• Supplied material:
*** Begin section ***
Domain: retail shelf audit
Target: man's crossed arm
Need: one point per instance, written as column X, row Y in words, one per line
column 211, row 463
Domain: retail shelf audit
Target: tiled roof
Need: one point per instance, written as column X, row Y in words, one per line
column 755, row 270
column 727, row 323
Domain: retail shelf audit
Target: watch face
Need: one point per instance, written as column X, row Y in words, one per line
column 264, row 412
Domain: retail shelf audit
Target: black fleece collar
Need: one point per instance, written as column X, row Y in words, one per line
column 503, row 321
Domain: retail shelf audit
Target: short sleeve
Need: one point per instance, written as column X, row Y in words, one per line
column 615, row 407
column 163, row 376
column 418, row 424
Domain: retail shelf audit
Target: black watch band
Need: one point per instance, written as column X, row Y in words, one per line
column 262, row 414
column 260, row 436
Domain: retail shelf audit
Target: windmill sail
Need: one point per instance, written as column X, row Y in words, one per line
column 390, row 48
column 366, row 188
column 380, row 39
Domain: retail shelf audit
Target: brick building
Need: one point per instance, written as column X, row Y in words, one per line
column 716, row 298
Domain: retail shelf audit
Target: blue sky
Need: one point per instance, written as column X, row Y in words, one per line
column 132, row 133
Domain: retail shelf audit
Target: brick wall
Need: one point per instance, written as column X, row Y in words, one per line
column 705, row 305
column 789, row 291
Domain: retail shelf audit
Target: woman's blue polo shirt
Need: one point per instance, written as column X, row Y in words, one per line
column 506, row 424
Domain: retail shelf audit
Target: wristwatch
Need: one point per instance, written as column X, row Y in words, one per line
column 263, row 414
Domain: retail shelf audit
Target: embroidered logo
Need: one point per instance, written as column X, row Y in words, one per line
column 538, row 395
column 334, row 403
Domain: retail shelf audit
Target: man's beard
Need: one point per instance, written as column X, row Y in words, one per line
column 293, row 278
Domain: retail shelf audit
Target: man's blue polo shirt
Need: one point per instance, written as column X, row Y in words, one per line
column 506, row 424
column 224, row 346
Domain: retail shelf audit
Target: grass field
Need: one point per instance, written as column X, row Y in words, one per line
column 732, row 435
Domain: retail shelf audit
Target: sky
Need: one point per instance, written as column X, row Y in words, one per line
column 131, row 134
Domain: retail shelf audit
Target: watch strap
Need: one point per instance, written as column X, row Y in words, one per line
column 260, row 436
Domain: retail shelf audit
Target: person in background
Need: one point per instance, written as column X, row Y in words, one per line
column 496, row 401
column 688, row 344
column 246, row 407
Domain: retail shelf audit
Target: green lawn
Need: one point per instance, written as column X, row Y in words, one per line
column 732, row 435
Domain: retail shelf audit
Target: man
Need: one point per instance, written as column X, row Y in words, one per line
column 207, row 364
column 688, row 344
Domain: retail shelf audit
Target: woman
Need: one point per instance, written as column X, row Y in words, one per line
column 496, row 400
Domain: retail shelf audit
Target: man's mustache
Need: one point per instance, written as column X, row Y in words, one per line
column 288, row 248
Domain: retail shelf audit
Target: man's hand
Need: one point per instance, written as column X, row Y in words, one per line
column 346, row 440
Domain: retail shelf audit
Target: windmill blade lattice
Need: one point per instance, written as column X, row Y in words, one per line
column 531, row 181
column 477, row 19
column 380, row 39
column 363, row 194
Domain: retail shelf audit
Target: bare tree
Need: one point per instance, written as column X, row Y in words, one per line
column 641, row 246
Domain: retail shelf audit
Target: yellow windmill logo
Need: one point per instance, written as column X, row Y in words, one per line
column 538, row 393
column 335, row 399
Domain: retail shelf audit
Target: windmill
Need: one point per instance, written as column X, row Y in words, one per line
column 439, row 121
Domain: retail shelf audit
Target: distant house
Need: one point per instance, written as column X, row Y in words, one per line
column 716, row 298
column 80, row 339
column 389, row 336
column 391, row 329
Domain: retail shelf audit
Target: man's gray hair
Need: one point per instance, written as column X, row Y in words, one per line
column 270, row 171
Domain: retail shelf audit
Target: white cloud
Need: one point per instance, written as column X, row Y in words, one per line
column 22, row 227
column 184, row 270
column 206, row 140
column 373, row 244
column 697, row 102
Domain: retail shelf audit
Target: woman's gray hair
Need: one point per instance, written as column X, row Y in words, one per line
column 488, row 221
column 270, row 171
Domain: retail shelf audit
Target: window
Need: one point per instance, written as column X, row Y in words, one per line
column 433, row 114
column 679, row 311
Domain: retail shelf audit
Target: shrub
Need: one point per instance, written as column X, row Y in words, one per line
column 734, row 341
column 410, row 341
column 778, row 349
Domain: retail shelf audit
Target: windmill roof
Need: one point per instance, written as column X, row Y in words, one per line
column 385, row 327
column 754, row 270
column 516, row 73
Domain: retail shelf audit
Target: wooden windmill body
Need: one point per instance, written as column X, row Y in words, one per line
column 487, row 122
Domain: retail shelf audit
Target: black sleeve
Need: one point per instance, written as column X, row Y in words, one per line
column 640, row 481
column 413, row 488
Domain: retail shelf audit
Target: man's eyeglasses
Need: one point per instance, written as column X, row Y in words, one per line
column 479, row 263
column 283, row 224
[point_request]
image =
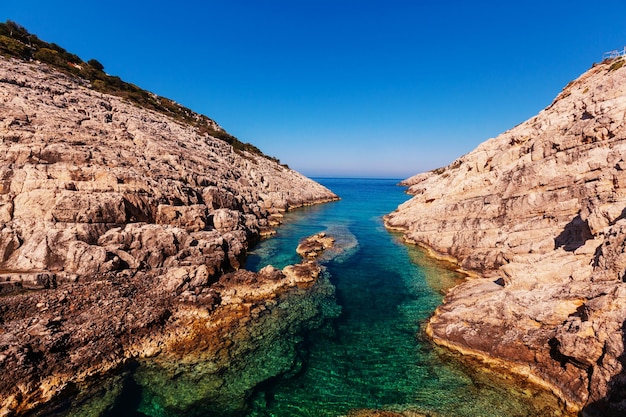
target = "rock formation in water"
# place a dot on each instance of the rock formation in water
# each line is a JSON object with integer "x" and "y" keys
{"x": 538, "y": 215}
{"x": 122, "y": 231}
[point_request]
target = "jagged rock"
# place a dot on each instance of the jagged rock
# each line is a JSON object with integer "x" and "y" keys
{"x": 116, "y": 224}
{"x": 540, "y": 210}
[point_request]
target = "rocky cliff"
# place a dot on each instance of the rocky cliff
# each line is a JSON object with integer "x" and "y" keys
{"x": 537, "y": 215}
{"x": 117, "y": 225}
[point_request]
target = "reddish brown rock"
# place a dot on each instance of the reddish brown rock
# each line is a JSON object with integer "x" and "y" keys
{"x": 537, "y": 213}
{"x": 117, "y": 225}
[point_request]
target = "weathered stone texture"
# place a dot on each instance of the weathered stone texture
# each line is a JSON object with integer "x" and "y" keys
{"x": 540, "y": 210}
{"x": 115, "y": 224}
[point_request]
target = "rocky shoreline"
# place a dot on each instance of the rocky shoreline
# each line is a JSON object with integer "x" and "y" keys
{"x": 122, "y": 235}
{"x": 536, "y": 215}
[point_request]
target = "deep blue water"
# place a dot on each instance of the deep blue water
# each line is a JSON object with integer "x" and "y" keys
{"x": 376, "y": 357}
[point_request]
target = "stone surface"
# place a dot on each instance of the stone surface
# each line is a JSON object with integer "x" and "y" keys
{"x": 119, "y": 225}
{"x": 538, "y": 214}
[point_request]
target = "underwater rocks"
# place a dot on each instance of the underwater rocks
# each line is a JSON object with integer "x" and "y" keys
{"x": 189, "y": 345}
{"x": 537, "y": 216}
{"x": 314, "y": 246}
{"x": 117, "y": 223}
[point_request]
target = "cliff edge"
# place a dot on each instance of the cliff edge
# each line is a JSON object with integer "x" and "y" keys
{"x": 537, "y": 214}
{"x": 122, "y": 234}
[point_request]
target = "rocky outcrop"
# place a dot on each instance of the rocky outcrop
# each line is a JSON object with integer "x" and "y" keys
{"x": 117, "y": 227}
{"x": 537, "y": 215}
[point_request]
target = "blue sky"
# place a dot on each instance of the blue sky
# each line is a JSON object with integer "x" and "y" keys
{"x": 343, "y": 88}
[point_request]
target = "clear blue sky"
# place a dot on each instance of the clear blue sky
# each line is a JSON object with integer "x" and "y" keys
{"x": 343, "y": 88}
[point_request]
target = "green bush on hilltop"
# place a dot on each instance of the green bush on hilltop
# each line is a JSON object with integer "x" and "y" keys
{"x": 17, "y": 42}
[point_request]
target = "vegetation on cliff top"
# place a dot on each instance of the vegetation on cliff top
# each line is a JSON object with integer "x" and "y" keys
{"x": 17, "y": 42}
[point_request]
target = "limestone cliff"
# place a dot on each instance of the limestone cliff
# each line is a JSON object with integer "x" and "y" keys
{"x": 117, "y": 225}
{"x": 538, "y": 214}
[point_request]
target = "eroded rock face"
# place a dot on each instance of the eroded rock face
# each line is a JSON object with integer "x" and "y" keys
{"x": 538, "y": 213}
{"x": 117, "y": 225}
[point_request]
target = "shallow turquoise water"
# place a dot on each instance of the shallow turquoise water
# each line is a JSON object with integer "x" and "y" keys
{"x": 375, "y": 357}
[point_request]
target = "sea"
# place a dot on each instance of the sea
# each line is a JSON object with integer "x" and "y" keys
{"x": 377, "y": 355}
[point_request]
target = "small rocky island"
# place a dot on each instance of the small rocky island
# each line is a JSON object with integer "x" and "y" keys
{"x": 536, "y": 216}
{"x": 124, "y": 222}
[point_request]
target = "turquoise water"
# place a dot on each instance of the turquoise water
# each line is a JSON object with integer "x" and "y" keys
{"x": 375, "y": 356}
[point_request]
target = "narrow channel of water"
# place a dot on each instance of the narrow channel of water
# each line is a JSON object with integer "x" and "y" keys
{"x": 375, "y": 357}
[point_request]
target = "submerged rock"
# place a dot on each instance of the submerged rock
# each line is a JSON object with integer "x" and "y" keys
{"x": 536, "y": 214}
{"x": 315, "y": 245}
{"x": 117, "y": 227}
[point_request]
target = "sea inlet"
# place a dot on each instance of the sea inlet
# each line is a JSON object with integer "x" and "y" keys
{"x": 374, "y": 354}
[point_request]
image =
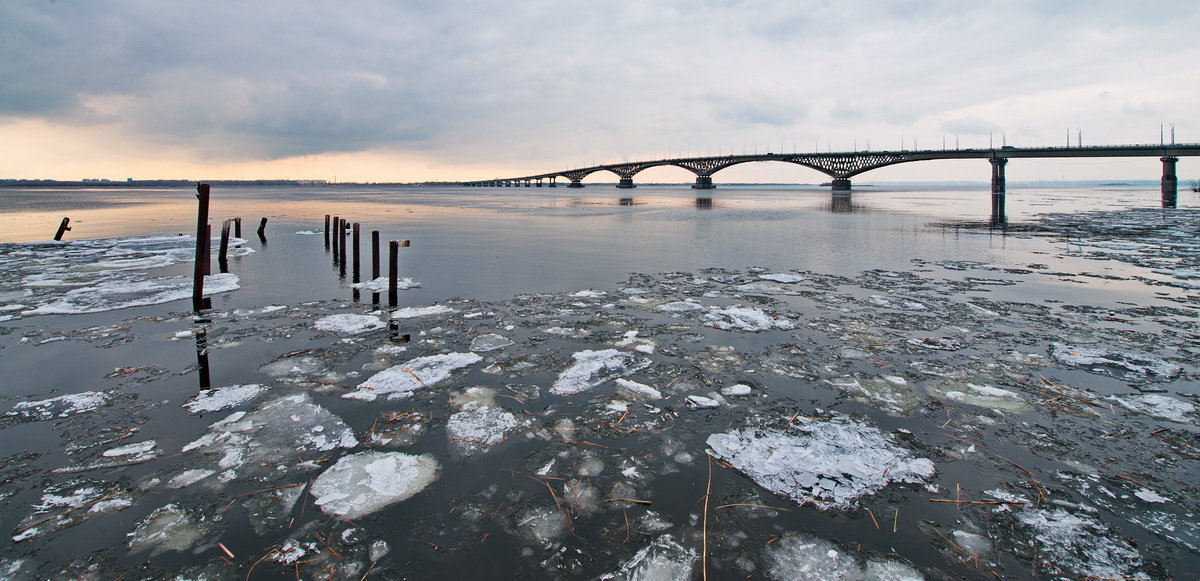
*** End section ***
• Work request: Above are the lines; repeat exactly the ones from the line containing "Target: woman's blue polo shirt" down to the line containing "Target: wristwatch", both inclusive.

• Response:
Target: woman's blue polo shirt
Need: one point per instance, written as column X, row Y in words, one per line
column 506, row 424
Domain: retail shelf audit
Target: wristwatch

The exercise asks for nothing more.